**Document:**
## begin
EV-Pose: Event-Camera-Enhanced High-Frequency Visual Positioning Service for Accurate Drone Landing

IEEE TMC Submissions

Demo video

EV-Pose estimates the drone 6-DoF pose by redesigning drone-oriented VPS with event cameras. Compared to conventional VPS systems, EV-Pose enables rapid and high-frequency drone pose tracking, ensuring precise flight control and landing.

EV-Pose redesigns drone-oriented VPS with event cameras.


Abstract

Real-time 6-DoF drone pose tracking enables precise flight control and accurate drone landing. With the widespread availability of urban 3D maps, the Visual Positioning Service (VPS) has been adapted for drone landing to overcome GPS unreliability, serving as a global localization system that yields absolute global coordinates by continuously aligning visual features with the prior 3D map. However, deploying conventional vision-based VPS on highly dynamic drones faces bottlenecks in both pose estimation accuracy and efficiency. In this work, we pioneer EV-Pose, an event camera-enhanced VPS designed to deliver drift-free, absolute global coordinates at ultra-high frequencies for drones. EV-Pose addresses the 2D-3D modality gap via a novel Spatio-Temporal Feature-instructed Pose Estimation module, which extracts a Temporal Distance Field (TDF) to enable continuous, differentiable matching with a prior 3D point map for pose estimation. To fully exploit this formulation, we propose a Motion-aware Hierarchical Fusion and Optimization scheme. This architecture utilizes onboard IMU motion information for fine-grained early-stage event filtering and seamlessly optimizes pose estimation in a later-stage factor graph. Evaluation shows that EV-Pose achieves a rotation accuracy of 1.76$\degree$ and a translation accuracy of 7.5mm with a latency of 10.08 ms, outperforming baselines by >40% and enabling accurate drone landings.
## end
**What is being asked:** Copy the EV-Pose page starting with "EV-Pose: Event-Camera-Enhanced High-Frequency" and going on through "redesigns drone-oriented VPS with event cameras.", substituting "event-based cameras" for each occurrence of "event cameras".

Data listing:
## begin
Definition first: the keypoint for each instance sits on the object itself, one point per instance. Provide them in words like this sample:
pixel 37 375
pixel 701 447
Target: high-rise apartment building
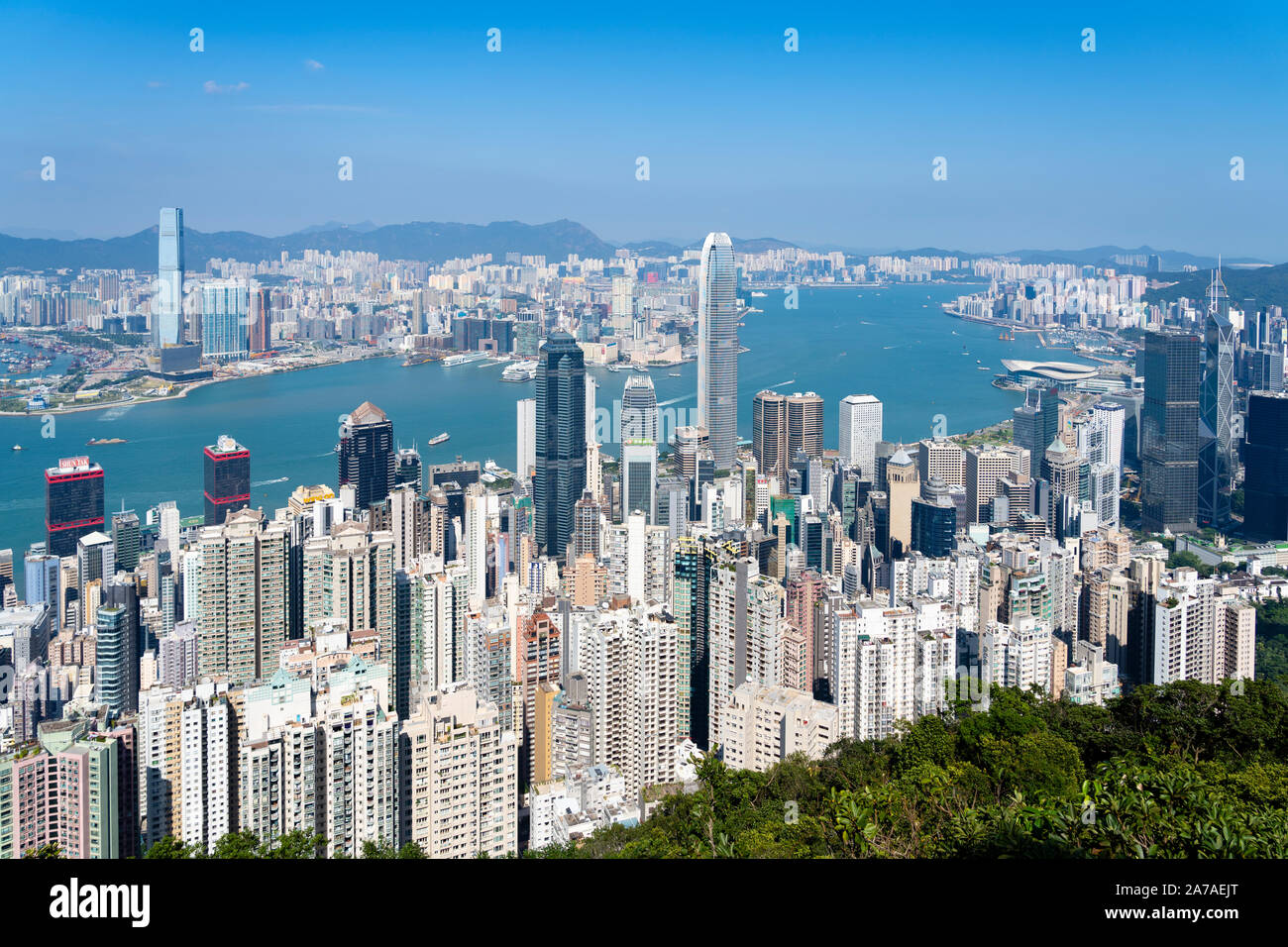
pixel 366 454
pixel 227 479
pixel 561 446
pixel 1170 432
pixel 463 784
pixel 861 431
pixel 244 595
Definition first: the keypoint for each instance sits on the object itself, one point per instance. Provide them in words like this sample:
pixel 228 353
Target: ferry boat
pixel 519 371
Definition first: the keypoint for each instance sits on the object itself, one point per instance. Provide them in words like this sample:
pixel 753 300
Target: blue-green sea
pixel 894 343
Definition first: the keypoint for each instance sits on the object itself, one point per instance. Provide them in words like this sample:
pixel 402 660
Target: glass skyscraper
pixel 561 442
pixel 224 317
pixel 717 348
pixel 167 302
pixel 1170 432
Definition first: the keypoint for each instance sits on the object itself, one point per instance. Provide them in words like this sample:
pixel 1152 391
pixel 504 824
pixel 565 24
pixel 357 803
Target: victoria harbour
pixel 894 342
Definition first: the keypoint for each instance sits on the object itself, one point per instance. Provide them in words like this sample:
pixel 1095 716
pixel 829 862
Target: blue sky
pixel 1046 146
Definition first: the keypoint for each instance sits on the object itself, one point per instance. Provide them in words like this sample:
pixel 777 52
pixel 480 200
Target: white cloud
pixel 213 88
## end
## begin
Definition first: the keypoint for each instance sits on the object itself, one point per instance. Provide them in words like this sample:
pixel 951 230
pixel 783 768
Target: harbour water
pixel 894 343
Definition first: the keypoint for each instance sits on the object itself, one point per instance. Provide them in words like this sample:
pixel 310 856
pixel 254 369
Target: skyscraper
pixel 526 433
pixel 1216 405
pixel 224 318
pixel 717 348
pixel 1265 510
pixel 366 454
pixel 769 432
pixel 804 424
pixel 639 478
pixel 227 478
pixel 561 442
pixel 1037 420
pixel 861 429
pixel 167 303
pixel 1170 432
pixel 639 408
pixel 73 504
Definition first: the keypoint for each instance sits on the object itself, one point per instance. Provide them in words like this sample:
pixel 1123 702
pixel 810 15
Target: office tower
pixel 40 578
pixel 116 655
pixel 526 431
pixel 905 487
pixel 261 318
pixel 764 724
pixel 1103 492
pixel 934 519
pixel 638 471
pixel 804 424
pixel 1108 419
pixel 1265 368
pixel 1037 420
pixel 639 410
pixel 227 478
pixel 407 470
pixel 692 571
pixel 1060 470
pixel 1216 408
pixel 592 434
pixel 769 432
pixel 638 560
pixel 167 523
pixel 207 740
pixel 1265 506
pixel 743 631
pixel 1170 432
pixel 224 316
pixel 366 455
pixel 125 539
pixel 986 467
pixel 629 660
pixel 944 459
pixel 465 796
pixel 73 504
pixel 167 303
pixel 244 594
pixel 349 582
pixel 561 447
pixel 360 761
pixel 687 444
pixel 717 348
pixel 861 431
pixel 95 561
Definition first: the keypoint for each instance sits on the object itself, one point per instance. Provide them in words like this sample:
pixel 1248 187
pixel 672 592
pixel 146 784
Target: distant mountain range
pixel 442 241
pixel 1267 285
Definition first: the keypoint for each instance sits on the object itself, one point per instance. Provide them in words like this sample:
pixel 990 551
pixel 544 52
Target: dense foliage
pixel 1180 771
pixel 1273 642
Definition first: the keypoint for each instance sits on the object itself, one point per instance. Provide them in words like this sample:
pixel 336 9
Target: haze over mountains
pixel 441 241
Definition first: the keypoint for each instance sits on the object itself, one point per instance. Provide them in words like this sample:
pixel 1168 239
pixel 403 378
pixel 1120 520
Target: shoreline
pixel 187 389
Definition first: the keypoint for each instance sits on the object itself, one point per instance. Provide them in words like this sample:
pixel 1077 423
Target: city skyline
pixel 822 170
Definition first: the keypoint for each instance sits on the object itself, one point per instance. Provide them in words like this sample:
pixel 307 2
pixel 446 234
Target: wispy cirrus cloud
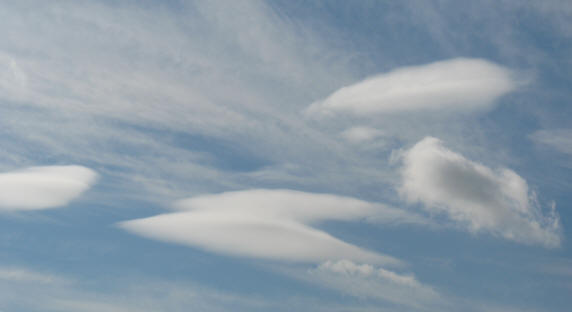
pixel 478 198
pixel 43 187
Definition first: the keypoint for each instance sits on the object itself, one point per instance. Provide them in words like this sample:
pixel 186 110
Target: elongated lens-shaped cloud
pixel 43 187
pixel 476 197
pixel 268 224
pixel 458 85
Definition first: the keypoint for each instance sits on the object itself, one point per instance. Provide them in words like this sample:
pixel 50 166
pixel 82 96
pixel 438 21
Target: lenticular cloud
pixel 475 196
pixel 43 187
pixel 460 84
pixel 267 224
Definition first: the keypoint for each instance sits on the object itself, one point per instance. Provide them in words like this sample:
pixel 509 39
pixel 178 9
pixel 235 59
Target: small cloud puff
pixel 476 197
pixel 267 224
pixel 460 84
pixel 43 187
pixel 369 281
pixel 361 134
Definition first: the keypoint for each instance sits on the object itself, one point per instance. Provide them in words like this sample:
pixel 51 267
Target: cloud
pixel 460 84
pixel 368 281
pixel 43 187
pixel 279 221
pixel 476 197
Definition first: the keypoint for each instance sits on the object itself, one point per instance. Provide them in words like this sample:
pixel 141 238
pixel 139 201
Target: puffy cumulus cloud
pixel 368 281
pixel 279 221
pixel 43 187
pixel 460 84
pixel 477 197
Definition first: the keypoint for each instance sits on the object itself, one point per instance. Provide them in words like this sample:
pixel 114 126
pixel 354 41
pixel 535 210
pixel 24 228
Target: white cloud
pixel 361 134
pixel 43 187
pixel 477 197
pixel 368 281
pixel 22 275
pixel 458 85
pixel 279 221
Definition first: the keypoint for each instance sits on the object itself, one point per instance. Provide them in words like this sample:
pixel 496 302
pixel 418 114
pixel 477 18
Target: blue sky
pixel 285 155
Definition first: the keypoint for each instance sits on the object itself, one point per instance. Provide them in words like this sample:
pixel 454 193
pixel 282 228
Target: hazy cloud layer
## end
## begin
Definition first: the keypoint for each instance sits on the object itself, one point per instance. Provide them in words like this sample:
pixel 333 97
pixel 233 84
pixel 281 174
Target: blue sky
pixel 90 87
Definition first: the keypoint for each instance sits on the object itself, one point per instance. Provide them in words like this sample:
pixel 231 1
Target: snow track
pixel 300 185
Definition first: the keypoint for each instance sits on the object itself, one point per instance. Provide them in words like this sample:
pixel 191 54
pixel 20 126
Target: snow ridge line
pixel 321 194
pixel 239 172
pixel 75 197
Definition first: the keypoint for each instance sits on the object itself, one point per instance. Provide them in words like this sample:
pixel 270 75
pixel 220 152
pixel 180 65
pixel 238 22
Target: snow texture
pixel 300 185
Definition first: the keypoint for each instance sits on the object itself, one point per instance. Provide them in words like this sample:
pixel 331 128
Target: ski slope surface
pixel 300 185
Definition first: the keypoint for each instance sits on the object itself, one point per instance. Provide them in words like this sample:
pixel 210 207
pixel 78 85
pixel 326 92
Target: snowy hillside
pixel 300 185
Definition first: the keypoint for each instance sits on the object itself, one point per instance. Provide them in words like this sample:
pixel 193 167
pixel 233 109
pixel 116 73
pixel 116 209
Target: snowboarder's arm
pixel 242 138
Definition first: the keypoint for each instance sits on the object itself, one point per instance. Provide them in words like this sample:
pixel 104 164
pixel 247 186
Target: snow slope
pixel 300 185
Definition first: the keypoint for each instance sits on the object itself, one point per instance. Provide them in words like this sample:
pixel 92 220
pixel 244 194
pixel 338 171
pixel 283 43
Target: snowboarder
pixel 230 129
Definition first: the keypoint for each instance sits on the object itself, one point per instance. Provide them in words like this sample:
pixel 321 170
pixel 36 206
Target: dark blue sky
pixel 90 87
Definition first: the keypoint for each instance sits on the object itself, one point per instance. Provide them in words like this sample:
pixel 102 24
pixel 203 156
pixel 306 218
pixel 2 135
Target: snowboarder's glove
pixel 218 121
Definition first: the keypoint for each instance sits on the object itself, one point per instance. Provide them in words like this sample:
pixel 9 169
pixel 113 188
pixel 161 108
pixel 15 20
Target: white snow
## end
**Full solution:**
EV-Pose: Event-Camera-Enhanced High-Frequency Visual Positioning Service for Accurate Drone Landing

IEEE TMC Submissions

Demo video

EV-Pose estimates the drone 6-DoF pose by redesigning drone-oriented VPS with event-based cameras. Compared to conventional VPS systems, EV-Pose enables rapid and high-frequency drone pose tracking, ensuring precise flight control and landing.

EV-Pose redesigns drone-oriented VPS with event-based cameras.